DOCUMENT SEGMENT ->
Friday 25 May 2007

The Steampunk Genre

Anyone who has read my posts will know I am interested in 'what if?' history whether as a tool for testing history or as an entertainment. Related to that in my interests is what is called 'steampunk', which refers to novels, movies, artwork. For those unfamiliar with this, here is some background.


We have to go back to 1984 when the book 'Neuromancer' by William Gibson was published. Gibson is seen as the 'father of Cyberpunk', though others had already contributed to it, such as Philip K. Dick, publishing from 1950s onwards, who died in 1982 (many of whose books have become movies such as 'Blade Runner', 'Total Recall', 'Paycheck', 'Through A Mirror Darkly') and John Brunner a science fiction author publishing since the late 1960s. Gibson envisaged a dystopian world of the near future with two important characteristics. First that people could physically connect to the internet and send their consciousness into it in order to conduct business or hack. Second, that people would have cybernetic enhancements, such as blades coming from their fists or cameras in their eyes. This latter element Gibson did not invent but what he did was give it a 'sexier' edge. So you had the 'cyber' of cybernetics and the punk of very urban, dirty, sprawling cities. In particular, Gibson's portrayal of a high-tech world dominated by huge, amoral corporations called zaibatsu (the Japanese word for such corporations) seemed to really chime with 1980s 'greed is good' culture. Gibson continued writing with 'Count Zero' (1986), 'Mona Lisa Overdrive' (1988), 'Burning Chrome' (1986 - a short story collection) being the core of his cyberpunk work. I find Gibson's work good on ideas but rather clunky in construction.

DIRECTIVE 1 ->
Copy out the rows word for word, starting at the line that contains "Warehouse picking: mark the dark parked" and ending with the last row, both ends included.
DIRECTIVE 2 ->
Extend the blog post on the steampunk genre with new writing that picks up right after its final sentence.

PROVIDED ENTRIES ->
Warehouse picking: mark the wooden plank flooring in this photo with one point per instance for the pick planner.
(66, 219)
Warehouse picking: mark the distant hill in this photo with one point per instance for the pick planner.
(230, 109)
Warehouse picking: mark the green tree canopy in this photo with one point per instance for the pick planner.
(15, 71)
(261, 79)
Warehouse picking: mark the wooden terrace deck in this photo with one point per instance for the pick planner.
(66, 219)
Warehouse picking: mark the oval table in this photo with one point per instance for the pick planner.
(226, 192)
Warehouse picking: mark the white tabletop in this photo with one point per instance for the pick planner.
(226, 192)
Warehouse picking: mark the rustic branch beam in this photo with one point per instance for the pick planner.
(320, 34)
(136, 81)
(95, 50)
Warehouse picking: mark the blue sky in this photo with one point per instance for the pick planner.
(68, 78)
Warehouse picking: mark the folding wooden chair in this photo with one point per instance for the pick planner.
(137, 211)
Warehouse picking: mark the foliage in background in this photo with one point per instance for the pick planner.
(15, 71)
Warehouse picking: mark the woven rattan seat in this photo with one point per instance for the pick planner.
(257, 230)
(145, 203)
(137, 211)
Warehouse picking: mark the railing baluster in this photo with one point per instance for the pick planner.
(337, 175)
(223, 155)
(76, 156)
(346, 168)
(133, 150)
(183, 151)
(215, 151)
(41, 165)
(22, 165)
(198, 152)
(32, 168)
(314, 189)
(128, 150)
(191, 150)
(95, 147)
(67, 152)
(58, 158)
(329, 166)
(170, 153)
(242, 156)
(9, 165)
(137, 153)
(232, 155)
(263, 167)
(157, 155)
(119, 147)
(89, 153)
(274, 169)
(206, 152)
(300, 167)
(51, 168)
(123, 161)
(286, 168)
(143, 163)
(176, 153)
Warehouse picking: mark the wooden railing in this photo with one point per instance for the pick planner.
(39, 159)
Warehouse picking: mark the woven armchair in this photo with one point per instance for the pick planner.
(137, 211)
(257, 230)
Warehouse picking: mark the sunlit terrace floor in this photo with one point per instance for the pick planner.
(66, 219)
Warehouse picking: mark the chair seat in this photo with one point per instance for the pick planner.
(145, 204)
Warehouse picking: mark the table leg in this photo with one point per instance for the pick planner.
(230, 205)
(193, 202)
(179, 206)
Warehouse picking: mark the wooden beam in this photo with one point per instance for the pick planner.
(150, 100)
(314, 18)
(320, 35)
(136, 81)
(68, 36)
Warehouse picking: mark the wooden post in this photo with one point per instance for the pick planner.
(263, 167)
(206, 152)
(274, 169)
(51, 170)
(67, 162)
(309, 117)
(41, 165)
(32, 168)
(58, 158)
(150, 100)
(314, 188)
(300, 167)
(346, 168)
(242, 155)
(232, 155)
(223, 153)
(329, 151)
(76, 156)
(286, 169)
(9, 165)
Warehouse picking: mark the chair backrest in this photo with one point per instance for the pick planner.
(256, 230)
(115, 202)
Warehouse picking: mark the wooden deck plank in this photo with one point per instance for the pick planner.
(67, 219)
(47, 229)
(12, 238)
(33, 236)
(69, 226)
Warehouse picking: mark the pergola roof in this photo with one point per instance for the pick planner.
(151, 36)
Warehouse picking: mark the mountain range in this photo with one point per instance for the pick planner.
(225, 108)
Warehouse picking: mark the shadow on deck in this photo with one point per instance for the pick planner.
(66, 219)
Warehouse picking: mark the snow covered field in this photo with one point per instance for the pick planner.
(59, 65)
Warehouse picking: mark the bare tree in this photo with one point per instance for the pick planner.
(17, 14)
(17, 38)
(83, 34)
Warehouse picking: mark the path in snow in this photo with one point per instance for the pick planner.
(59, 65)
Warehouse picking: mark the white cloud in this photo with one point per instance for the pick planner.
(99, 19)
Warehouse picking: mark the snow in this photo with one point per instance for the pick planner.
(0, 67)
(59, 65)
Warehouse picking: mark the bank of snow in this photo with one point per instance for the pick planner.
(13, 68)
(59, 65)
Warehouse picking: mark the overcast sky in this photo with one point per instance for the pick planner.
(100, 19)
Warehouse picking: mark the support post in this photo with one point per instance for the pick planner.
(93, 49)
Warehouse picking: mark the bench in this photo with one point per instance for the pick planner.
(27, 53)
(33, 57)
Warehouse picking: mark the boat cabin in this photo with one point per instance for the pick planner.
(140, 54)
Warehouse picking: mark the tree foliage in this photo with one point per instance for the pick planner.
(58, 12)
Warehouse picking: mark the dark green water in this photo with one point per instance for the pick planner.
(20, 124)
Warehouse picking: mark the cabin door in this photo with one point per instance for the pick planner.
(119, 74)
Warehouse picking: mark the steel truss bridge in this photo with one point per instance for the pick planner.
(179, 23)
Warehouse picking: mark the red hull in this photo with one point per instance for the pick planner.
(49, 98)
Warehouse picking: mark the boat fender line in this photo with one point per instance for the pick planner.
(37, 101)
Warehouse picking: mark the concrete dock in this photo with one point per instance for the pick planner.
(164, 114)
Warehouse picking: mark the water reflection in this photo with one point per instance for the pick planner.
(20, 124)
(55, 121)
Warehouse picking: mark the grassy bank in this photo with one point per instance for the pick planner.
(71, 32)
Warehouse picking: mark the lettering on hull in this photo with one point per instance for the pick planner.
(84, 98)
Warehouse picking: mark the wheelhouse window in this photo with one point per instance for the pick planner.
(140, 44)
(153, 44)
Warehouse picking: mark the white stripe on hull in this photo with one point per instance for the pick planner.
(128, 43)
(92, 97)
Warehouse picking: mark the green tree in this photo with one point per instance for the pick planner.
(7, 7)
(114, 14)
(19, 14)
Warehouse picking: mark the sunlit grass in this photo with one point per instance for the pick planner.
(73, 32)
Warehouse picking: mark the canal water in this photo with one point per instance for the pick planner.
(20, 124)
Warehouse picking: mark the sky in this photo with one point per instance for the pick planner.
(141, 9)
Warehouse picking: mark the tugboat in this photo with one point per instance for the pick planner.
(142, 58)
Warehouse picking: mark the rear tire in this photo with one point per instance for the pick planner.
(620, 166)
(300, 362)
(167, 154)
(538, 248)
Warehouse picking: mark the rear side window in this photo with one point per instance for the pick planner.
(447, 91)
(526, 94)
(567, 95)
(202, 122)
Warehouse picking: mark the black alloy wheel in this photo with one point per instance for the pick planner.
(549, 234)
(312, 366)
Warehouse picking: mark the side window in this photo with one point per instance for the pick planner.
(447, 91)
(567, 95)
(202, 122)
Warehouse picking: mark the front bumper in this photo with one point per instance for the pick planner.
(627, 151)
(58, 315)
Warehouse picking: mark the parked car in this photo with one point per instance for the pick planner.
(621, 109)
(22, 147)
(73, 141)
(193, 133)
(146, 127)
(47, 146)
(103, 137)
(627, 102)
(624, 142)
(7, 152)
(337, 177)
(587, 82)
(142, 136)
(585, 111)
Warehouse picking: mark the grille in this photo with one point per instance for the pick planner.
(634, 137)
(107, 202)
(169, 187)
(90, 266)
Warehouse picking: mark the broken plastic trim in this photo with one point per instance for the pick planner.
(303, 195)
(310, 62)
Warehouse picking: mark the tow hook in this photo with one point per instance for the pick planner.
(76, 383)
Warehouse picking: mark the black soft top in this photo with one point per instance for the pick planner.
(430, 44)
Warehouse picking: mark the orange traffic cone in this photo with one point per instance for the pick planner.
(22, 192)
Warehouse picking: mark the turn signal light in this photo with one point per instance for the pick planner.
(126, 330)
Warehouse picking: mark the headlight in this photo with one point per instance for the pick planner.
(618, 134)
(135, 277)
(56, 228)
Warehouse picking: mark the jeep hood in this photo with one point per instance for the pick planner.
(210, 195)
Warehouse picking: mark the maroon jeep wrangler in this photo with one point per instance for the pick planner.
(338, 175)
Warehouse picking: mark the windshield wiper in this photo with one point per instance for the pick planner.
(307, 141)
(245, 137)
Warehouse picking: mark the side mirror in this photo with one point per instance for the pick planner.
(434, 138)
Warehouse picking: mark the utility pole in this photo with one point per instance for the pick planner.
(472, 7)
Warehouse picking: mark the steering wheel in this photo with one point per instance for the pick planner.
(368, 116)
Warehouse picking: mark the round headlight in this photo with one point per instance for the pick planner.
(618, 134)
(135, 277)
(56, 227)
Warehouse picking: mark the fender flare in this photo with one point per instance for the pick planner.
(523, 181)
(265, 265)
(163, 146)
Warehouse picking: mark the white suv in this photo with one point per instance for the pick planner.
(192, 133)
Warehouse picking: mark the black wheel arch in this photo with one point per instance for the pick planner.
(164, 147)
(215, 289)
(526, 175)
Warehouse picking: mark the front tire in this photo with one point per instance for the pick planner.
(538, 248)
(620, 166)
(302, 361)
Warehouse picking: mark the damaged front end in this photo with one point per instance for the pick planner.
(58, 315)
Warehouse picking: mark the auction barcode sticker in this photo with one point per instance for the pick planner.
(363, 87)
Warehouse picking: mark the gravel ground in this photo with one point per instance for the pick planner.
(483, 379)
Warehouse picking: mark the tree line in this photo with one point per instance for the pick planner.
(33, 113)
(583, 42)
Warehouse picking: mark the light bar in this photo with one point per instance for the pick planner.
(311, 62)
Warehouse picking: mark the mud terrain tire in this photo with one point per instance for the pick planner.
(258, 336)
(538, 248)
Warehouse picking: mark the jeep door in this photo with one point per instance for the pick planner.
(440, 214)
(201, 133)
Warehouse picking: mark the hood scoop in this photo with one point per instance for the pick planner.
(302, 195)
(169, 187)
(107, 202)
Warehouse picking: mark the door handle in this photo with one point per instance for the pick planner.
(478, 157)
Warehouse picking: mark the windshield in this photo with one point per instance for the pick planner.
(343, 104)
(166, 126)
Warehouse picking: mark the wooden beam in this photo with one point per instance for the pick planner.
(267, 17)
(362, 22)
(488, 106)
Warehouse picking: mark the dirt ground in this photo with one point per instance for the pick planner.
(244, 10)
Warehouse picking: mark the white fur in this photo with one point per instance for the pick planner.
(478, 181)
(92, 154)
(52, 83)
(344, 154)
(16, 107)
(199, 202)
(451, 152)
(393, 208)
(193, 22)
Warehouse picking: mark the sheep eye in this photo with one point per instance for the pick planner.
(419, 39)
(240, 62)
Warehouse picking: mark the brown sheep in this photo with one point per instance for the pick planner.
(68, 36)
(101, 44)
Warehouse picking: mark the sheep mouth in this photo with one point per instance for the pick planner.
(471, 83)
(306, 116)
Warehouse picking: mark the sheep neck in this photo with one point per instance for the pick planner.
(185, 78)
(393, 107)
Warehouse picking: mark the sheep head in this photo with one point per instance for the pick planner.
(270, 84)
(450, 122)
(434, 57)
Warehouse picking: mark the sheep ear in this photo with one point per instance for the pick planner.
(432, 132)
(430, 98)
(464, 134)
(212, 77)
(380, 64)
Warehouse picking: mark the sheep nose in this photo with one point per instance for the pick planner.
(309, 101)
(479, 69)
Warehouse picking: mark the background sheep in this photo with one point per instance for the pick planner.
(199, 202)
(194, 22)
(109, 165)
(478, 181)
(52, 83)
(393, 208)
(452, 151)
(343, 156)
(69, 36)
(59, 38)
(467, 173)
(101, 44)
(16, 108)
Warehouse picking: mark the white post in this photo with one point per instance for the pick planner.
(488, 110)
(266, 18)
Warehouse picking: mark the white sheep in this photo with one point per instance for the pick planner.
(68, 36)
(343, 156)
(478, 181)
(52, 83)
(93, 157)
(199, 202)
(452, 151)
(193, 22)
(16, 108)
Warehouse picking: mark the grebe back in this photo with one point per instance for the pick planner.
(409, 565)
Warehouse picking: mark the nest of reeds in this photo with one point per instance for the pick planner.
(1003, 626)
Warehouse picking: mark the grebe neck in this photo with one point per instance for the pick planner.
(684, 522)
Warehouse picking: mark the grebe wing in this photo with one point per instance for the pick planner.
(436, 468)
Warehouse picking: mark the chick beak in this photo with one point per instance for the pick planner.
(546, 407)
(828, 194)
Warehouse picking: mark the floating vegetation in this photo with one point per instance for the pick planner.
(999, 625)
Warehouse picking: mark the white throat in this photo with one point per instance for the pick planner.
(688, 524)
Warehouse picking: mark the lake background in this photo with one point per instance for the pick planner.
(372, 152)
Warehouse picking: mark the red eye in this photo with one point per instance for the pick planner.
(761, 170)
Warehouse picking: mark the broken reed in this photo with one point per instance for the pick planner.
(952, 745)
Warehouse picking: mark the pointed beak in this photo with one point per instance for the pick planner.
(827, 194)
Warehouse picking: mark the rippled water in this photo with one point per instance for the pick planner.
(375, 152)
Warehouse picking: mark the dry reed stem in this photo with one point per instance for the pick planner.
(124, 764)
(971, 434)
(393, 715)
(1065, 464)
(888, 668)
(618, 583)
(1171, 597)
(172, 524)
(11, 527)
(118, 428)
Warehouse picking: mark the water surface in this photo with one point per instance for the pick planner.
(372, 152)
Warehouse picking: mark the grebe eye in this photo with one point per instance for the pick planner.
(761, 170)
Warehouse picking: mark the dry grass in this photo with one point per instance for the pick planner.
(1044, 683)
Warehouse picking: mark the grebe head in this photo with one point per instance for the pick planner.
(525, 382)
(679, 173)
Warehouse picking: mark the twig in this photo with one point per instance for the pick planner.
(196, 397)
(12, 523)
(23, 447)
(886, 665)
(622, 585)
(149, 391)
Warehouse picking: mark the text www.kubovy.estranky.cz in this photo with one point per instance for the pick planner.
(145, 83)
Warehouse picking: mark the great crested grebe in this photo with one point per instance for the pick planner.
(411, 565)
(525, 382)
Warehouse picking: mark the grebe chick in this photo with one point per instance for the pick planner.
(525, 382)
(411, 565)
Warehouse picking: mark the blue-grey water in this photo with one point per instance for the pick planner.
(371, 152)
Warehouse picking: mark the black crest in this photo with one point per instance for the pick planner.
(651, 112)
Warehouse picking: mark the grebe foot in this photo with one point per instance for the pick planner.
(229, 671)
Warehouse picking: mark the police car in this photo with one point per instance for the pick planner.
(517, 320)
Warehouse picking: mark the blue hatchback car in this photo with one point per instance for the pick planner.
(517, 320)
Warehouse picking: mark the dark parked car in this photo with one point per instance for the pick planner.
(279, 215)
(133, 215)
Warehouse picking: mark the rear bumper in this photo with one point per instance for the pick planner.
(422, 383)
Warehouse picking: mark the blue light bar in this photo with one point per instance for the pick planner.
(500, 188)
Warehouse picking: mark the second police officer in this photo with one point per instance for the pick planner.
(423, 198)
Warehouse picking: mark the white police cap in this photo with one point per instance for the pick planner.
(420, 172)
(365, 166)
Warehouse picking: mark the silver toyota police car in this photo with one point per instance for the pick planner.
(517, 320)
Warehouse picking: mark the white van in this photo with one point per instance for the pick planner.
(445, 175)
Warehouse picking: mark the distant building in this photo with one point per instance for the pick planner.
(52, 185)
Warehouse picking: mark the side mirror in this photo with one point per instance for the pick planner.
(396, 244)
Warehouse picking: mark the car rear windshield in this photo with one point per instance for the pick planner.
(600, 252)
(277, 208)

EXPECTED ANSWER 1 ->
Warehouse picking: mark the dark parked car in this photo with one point per instance for the pick planner.
(279, 215)
(133, 215)
Warehouse picking: mark the rear bumper in this photo with one point per instance for the pick planner.
(422, 383)
Warehouse picking: mark the blue light bar in this photo with one point per instance for the pick planner.
(500, 188)
Warehouse picking: mark the second police officer in this photo with one point per instance for the pick planner.
(423, 198)
Warehouse picking: mark the white police cap in this photo with one point per instance for the pick planner.
(420, 172)
(365, 166)
Warehouse picking: mark the silver toyota police car in this photo with one point per instance for the pick planner.
(517, 320)
Warehouse picking: mark the white van in this photo with one point per instance for the pick planner.
(445, 175)
Warehouse picking: mark the distant building in this photo with one point per instance for the pick planner.
(52, 185)
Warehouse picking: mark the side mirror in this photo with one point per instance for the pick planner.
(396, 244)
Warehouse picking: mark the car rear windshield in this photo with one point per instance for the pick planner.
(600, 252)
(277, 208)

EXPECTED ANSWER 2 ->
Other good cyberpunk autors, if you are interested, include Walter Jon Williams, Lewis Shiner (a European angle on Cyberpunk with references to Michael Moorcock's work too), George Alec Effinger (whose Cyberpunk stories have an interesting Middle Eastern take on the genre) and Bruce Sterling. Sterling is an all round writer who includes historical as well as science fiction stories and I feel his writing is smoother than Gibson's. His 1980 'The Artificial Kid' predates Gibson's work, and whilst not set on Earth has many cyberpunk elements.


Right, you may ask what has all this cyberpunk got to do with steampunk? Well, in 1990, Gibson and Sterling jointly wrote a book called 'The Difference Engine' which envisaged a mid-Victorian Britain in which technology, notably Charles Babbage's computer (the Difference Engine) which in reality was experimented on in the 1840s, was a success and led to a computer age in the mid-19th century (so a kind of 'what if?' which as you know, appeals to me). [Difference engines had been proposed as early as 1786 and after Babbage, Per Georg Scheutz built a number in the 1850s including one he sold to the British Government.] The expansion of computing leads to other things like the streamlining of traction engines for racing and the British House of Lords becomes filled with inventors and explorers rather than simply noblemen who have inherited their titles. This is seen as the first steampunk book, like the cyberpunk books exploring a world where technology is key and creates turmoil in a society of conflicting pressures.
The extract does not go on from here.